DOCUMENT PASSAGE:
# fire rated tenant separation wall assistance



## platinumaa (Oct 30, 2012)

i need a 2hr fire rated tenant separation wall.. the obstacle is there is an occupied tenant space next door.. the existing wall is not rated and only goes up 10 feet.. we cant use that wall.. have to build a new assembly in thinnest wall possible up against the existing wall that goes up 18 feet.. shaft wall will work but is extremely expensive, its a last resort option.. anyone come across a detail like this that can give some suggestions for a UL or gypsum or other rated assembly? can be wood or metal

thanks!


----------



## fatboy (Oct 30, 2012)

In the long run, the shaft wall will probably be your best bet, even with the cost. There are many 2-HR assemblies in the gyp manual, but factoring 4 layers of rock and the labor?


----------



## steveray (Oct 30, 2012)

Shaftwall is about the only option for a one sided 2 hr wall.......or masonry.....


----------



## cda (Oct 30, 2012)

check this product it is about two to three inches thick when done, and carries two hour rating, sorry cannot get to specfic product :::

Georgia-Pacific DensGlass Shaftliner Fiberglass Mat Gypsum Panel

DensGlass® Shaftliner Area Separation Walls Submittal (564KB/2pgs)


----------



## Pcinspector1 (Oct 31, 2012)

Are there any interior 2-hr wall assemblies that allow the pyro-guard or fire treated plywoods to be used in an interior application?

Just wondering?


----------



## cda (Oct 31, 2012)

I guess the other question is

Why is a two hour wall required?????


----------



## platinumaa (Nov 1, 2012)

cda, for separating 2 separate tenants..

it seems like shaft wall, or a system similiar to shaft wall is my best choice.. was hoping their were other options out there less expensive.. i appreciate the posts everyone.. thanks!!


----------



## platinumaa (Nov 1, 2012)

a GC friend of mine came up with "1 5/8" metal stud wall from floor to deck (18') with two layers of rock on one/our side then frame another 1 5/8" wall with two layers of rock on one/our side for a total of 4 layers.. two frame walls side by side.. (the obstacle is there is an occupied tenant space next door.. the existing wall is not rated and only goes up 10 feet.. we cant use that wall.. have to build a new assembly in thinnest wall possible up against the existing wall.. new wall needs to go up 18 feet.).. challenge is finding a UL or equal 2 hour detail w/ 1 5/8" stud thickness.. and also seeing if 1 5/8" metal stud will go up to 18 feet and support the material.. may have to be a thicker stud.. anyone know if any 2HR tenant sep walls that have a min 1 1/2" stud space?

STORED RECORDS:
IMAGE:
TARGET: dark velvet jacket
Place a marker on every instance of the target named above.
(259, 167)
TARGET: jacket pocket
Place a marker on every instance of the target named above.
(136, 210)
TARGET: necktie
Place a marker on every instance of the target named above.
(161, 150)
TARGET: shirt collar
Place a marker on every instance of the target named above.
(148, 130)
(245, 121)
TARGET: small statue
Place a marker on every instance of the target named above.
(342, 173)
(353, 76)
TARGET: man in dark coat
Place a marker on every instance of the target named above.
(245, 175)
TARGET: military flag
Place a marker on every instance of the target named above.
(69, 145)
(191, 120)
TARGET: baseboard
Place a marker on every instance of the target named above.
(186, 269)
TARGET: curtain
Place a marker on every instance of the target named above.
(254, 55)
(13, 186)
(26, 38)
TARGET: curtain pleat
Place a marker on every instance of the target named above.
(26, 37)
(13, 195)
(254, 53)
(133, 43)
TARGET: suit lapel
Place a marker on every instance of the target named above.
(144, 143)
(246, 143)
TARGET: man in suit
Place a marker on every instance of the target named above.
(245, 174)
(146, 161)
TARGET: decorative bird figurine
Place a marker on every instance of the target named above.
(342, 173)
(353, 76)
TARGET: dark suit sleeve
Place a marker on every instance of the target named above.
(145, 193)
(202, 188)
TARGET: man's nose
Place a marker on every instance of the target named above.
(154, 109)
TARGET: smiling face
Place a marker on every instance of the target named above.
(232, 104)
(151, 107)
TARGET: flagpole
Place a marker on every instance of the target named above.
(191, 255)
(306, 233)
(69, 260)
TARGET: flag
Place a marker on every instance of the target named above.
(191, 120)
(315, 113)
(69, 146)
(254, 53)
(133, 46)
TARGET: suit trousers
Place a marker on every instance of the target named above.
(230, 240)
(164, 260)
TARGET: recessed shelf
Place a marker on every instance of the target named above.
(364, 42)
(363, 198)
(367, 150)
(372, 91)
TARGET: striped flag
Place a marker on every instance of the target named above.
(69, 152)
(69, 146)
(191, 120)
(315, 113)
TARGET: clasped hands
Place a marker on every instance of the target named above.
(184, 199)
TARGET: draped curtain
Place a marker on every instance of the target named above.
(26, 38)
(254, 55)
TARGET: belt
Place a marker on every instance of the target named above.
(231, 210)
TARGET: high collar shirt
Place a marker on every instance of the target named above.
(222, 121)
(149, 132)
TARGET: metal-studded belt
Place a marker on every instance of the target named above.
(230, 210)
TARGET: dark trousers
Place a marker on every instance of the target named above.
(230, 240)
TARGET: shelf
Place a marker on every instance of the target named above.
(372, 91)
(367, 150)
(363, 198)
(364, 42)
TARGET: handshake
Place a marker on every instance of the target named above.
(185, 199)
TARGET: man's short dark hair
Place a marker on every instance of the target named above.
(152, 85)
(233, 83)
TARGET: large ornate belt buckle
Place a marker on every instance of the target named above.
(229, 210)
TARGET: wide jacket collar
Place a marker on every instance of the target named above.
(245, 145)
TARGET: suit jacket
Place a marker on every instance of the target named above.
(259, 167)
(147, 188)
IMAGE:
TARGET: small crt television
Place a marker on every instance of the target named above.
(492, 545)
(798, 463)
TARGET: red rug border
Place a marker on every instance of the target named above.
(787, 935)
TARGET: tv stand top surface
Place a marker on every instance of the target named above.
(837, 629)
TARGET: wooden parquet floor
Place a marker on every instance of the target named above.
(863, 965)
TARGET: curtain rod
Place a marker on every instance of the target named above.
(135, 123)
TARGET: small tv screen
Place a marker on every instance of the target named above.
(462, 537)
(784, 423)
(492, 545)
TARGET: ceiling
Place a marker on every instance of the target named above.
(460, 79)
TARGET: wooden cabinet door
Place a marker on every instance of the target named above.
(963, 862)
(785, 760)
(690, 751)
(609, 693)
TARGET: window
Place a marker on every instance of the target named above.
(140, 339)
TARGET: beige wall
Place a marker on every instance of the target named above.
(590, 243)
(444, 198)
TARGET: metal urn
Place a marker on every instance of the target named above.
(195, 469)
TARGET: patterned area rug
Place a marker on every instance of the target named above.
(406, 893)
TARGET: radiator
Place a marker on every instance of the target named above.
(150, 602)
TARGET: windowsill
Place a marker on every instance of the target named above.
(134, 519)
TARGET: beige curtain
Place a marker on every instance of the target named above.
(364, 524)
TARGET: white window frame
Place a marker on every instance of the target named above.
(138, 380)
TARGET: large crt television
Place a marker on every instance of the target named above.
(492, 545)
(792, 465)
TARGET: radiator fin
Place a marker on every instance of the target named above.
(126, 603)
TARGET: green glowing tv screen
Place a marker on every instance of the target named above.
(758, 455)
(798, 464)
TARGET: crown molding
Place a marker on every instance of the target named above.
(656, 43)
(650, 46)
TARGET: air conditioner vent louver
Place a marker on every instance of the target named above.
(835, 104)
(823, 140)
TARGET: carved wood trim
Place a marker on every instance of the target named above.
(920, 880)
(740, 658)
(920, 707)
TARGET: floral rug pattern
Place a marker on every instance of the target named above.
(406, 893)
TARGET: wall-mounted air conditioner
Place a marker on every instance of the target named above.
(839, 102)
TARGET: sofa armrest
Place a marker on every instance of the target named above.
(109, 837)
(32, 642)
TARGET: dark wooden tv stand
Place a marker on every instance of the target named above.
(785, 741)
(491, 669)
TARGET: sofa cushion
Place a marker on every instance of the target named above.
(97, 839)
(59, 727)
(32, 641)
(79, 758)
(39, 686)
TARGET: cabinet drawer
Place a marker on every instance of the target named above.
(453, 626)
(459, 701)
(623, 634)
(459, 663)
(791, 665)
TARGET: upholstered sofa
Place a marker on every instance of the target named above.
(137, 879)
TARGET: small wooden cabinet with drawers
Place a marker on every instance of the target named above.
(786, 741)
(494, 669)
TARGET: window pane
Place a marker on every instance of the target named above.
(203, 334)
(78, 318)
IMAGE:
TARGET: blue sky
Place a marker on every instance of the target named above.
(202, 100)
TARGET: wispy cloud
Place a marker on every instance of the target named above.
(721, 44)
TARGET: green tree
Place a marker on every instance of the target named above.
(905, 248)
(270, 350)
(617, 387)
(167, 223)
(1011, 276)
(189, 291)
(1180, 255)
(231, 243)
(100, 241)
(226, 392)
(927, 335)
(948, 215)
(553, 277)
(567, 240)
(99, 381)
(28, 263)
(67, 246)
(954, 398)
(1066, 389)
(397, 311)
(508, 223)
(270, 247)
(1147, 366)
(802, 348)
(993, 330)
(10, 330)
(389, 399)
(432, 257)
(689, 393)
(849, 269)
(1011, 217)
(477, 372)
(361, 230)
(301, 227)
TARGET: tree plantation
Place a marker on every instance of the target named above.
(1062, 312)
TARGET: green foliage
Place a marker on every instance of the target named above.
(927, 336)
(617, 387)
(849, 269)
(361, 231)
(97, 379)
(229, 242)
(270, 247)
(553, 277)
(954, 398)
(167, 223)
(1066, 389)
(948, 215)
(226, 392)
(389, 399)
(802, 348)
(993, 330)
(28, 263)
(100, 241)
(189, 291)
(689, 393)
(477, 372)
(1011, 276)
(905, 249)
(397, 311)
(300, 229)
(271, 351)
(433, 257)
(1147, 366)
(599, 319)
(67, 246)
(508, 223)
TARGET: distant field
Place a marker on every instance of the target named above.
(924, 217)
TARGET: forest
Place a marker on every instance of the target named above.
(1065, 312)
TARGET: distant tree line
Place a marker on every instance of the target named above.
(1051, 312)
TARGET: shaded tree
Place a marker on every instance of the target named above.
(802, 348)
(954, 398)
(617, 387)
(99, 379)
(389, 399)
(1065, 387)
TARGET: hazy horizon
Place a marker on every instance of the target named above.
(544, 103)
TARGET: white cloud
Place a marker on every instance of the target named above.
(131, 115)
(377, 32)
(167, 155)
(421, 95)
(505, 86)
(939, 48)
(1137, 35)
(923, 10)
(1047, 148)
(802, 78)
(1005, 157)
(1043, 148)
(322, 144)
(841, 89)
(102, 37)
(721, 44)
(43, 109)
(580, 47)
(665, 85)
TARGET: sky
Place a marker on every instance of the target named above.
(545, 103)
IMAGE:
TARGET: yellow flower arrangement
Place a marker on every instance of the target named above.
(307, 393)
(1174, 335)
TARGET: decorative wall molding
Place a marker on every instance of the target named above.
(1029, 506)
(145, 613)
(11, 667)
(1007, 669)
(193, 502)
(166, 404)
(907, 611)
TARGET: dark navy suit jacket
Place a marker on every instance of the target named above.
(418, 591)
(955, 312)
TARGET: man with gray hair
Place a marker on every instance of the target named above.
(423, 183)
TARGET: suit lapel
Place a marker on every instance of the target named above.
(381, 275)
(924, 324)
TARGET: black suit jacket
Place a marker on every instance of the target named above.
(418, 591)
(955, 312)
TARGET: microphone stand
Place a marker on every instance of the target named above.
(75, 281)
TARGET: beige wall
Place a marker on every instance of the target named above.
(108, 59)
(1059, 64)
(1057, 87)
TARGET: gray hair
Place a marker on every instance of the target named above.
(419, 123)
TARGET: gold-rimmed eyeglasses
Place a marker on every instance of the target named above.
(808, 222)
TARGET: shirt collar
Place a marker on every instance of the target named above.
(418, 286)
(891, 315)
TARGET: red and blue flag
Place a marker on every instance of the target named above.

TASK REQUIREMENTS:
1 - In the tenant separation wall thread:
(a) How high does the existing wall go?
(b) Besides shaftwall, what option does steveray name for a one-sided 2-hour wall?
(c) In the GC friend's design, how many layers of rock are there in total?
2 - From the tenant separation wall thread, reproduce word for word the stretch from "i need a 2hr" through "and the labor?".
3 - Can you turn the paragraph in the tenant separation wall thread that begins "i need a 2hr fire rated" into a short list that keeps its main facts?

SOLUTION LIST:
1 -
(a) 10 feet
(b) Masonry
(c) 4 layers

2 -
i need a 2hr fire rated tenant separation wall.. the obstacle is there is an occupied tenant space next door.. the existing wall is not rated and only goes up 10 feet.. we cant use that wall.. have to build a new assembly in thinnest wall possible up against the existing wall that goes up 18 feet.. shaft wall will work but is extremely expensive, its a last resort option.. anyone come across a detail like this that can give some suggestions for a UL or gypsum or other rated assembly? can be wood or metal

thanks!


----------



## fatboy (Oct 30, 2012)

In the long run, the shaft wall will probably be your best bet, even with the cost. There are many 2-HR assemblies in the gyp manual, but factoring 4 layers of rock and the labor?

3 -
- A 2-hour fire-rated tenant separation wall is needed.
- An occupied tenant space is next door.
- The existing wall is not rated, goes up only 10 feet, and can't be used.
- A new assembly, as thin as possible, must be built up against the existing wall and reach 18 feet.
- Shaft wall would work but is extremely expensive, so it is a last resort.
- Suggestions are wanted for a UL, gypsum, or other rated assembly, in wood or metal.